People cannot get heartworms from their pets; heartworms are only transmitted to humans through the bite of an infected mosquito. In humans, the microfilaria that enter the body via a mosquito bite often do not survive the passage through tissue under the skin. But if they do survive, they remain sexually immature and are not able to transmit the infection to other hosts. This is unlike the infection in other mammalian hosts, like dogs. In these hosts, the infection can be transmitted to other animals because microfilariae are produced and then ingested by mosquitoes in blood meals.
Veterinarians can administer a heartworm disease test. The earlier heartworms are detected, the better the chances the pet will recover. The test requires just a small blood sample from your pet, and it works by detecting the presence of heartworm proteins.
Where are heartworms most commonly found?
Heartworms have been found in all 50 states, although certain areas have a higher risk than others. Some very high-risk areas include large regions, such as near the Atlantic and Gulf coasts, and along river tributaries. Factors affecting the level of risk of heartworm infection include the climate, the species of mosquitoes in the area, and the presence of mosquito breeding areas along with animal “reservoirs” such as infected dogs, foxes, or coyotes.

**Problems to work on**
1 – According to the heartworm text, what does a veterinarian's heartworm test detect in a pet's blood sample?
2 – Transcribe part of the heartworm text verbatim, beginning at the words "Veterinarians can administer" and stopping after "most commonly found?".

**Data**

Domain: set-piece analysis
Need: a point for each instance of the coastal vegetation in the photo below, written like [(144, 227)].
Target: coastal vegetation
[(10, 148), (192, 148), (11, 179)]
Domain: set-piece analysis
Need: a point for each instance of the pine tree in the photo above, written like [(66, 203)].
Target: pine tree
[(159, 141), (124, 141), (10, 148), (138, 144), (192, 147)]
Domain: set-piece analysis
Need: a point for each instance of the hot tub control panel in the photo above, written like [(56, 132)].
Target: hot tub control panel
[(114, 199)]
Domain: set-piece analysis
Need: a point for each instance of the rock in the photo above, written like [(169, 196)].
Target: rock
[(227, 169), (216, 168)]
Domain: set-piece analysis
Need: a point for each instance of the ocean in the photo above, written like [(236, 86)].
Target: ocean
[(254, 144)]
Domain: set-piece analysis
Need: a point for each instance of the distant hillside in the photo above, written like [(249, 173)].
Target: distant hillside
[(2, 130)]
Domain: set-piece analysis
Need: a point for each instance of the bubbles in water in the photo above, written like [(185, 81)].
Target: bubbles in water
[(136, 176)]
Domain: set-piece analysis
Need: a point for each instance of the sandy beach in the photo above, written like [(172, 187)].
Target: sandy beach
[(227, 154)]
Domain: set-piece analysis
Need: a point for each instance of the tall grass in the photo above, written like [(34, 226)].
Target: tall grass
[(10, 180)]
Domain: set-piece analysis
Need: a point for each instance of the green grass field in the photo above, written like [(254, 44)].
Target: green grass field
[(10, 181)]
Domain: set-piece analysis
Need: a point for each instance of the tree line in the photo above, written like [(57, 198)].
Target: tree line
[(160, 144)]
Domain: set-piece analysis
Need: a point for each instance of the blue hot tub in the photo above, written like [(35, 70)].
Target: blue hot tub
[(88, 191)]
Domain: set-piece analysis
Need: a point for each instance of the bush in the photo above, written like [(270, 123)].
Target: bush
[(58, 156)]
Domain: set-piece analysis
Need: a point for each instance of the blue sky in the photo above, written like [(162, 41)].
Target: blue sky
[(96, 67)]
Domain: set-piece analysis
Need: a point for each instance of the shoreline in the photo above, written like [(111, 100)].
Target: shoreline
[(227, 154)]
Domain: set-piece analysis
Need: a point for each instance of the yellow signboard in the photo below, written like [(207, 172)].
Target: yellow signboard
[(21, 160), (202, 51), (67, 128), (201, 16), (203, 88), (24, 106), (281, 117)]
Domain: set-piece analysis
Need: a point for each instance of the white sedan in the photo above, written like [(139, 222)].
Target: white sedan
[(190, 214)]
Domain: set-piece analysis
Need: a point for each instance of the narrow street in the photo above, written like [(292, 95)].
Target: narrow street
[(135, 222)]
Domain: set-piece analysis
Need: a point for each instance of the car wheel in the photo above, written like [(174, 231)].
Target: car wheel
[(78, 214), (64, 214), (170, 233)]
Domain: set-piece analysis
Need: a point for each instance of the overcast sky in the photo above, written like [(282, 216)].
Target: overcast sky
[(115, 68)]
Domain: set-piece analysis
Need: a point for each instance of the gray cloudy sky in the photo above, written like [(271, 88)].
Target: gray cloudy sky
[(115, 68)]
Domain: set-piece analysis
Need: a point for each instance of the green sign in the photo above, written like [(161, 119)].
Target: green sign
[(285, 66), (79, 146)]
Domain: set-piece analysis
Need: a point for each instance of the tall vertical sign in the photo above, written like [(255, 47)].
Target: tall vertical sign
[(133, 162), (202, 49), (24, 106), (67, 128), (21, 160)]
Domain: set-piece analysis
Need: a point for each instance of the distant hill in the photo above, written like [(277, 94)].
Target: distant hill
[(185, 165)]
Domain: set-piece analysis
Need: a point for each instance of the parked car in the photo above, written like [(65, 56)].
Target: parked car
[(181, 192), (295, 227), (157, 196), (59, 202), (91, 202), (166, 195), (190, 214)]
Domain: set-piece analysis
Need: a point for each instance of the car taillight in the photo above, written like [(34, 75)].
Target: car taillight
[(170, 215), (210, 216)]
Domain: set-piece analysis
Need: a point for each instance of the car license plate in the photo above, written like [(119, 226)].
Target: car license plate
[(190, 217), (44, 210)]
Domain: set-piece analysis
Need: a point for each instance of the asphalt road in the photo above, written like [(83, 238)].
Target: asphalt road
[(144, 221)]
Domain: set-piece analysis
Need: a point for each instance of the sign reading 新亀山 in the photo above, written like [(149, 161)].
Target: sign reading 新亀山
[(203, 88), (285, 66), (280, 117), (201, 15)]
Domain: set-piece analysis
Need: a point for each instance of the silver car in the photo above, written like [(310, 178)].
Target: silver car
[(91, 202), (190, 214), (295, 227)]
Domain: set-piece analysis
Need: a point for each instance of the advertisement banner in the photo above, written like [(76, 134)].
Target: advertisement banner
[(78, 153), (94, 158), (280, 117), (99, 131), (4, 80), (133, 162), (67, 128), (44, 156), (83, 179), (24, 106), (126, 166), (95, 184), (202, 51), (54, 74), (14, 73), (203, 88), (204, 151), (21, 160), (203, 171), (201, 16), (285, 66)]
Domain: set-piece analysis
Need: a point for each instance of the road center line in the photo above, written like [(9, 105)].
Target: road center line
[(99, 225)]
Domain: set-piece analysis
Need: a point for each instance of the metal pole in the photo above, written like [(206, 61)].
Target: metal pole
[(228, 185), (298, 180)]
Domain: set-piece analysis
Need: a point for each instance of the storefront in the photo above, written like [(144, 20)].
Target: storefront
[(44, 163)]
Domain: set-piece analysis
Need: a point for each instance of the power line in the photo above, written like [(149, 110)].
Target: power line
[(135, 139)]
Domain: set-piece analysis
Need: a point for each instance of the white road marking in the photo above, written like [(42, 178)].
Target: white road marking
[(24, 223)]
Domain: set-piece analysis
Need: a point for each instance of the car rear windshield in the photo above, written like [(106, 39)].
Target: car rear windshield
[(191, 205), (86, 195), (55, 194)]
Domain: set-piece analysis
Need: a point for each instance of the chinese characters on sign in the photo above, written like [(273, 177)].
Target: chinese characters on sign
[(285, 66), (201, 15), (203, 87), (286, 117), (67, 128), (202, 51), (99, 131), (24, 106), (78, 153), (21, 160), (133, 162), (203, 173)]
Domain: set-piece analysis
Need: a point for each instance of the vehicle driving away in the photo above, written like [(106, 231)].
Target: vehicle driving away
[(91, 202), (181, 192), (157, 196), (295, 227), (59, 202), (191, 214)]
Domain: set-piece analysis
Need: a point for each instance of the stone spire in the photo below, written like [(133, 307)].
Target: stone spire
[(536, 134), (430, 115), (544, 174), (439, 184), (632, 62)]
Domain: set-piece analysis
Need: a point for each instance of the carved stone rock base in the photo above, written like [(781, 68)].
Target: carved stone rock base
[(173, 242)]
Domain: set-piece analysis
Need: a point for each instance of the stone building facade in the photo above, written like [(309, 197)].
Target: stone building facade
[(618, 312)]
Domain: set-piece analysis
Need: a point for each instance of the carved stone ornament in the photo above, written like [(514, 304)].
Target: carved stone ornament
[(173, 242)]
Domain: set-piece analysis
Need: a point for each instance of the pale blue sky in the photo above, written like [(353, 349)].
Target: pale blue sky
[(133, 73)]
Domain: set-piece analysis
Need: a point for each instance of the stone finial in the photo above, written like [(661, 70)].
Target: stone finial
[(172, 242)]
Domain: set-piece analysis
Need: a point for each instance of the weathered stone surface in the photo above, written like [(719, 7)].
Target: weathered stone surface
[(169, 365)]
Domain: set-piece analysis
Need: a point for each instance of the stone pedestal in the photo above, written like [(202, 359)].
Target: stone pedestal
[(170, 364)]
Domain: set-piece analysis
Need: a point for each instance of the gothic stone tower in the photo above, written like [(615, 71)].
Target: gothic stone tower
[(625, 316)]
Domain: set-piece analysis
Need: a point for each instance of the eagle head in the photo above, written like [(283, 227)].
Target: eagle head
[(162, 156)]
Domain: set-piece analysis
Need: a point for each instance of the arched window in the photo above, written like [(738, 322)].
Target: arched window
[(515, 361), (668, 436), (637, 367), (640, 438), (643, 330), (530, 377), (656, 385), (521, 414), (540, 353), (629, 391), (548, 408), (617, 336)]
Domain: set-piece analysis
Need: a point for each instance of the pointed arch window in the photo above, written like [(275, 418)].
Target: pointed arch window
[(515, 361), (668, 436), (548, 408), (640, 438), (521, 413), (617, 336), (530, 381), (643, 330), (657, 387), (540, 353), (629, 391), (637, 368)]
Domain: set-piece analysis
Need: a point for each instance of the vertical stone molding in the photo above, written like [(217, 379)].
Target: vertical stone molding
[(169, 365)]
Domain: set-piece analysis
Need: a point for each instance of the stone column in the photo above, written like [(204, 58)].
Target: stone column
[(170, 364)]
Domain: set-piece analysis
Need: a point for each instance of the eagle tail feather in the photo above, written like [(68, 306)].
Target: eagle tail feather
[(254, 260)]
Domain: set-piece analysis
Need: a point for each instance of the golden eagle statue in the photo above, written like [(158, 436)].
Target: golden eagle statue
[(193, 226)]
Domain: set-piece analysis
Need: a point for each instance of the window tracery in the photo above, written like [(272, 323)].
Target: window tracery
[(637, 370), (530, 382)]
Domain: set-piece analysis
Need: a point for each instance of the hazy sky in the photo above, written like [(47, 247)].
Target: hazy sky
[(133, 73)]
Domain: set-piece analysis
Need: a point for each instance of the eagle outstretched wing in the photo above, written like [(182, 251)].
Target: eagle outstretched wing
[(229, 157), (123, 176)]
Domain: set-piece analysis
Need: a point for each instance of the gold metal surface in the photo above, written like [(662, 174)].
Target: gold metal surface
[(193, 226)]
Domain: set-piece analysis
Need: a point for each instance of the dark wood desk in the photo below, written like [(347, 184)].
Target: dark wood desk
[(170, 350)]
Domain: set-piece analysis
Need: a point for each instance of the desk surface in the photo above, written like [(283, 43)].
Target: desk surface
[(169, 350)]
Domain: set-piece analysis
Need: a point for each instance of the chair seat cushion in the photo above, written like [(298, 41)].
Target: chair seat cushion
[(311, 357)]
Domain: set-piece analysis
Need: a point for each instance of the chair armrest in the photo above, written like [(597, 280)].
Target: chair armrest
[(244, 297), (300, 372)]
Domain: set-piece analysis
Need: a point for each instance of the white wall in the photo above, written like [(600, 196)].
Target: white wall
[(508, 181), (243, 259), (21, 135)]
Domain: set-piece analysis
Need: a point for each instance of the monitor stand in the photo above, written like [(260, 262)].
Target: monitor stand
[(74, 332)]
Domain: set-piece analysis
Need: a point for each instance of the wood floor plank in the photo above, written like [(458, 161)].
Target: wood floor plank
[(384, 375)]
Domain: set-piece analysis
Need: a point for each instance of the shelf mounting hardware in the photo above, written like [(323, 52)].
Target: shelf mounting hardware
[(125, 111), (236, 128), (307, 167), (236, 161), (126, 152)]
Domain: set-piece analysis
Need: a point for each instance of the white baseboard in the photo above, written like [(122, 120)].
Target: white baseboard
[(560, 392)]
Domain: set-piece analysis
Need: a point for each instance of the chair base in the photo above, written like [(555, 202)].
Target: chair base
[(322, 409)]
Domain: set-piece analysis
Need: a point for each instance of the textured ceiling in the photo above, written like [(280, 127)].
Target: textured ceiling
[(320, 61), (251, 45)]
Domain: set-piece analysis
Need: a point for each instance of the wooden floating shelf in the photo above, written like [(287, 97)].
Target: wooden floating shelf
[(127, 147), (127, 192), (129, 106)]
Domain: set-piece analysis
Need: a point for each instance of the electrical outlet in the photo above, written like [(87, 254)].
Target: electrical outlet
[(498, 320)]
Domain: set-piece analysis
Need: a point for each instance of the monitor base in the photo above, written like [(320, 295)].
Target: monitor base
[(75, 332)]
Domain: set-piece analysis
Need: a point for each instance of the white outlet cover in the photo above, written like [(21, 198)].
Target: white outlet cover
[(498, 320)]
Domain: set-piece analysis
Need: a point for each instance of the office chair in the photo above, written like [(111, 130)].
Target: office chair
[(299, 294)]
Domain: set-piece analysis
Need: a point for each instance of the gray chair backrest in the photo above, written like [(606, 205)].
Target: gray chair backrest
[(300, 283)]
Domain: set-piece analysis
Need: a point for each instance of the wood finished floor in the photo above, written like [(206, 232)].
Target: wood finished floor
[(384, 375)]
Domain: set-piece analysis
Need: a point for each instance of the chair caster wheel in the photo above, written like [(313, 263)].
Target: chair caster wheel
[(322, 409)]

**Answers for the tasks**
1 – It detects the presence of heartworm proteins.

2 –
Veterinarians can administer a heartworm disease test. The earlier heartworms are detected, the better the chances the pet will recover. The test requires just a small blood sample from your pet, and it works by detecting the presence of heartworm proteins.
Where are heartworms most commonly found?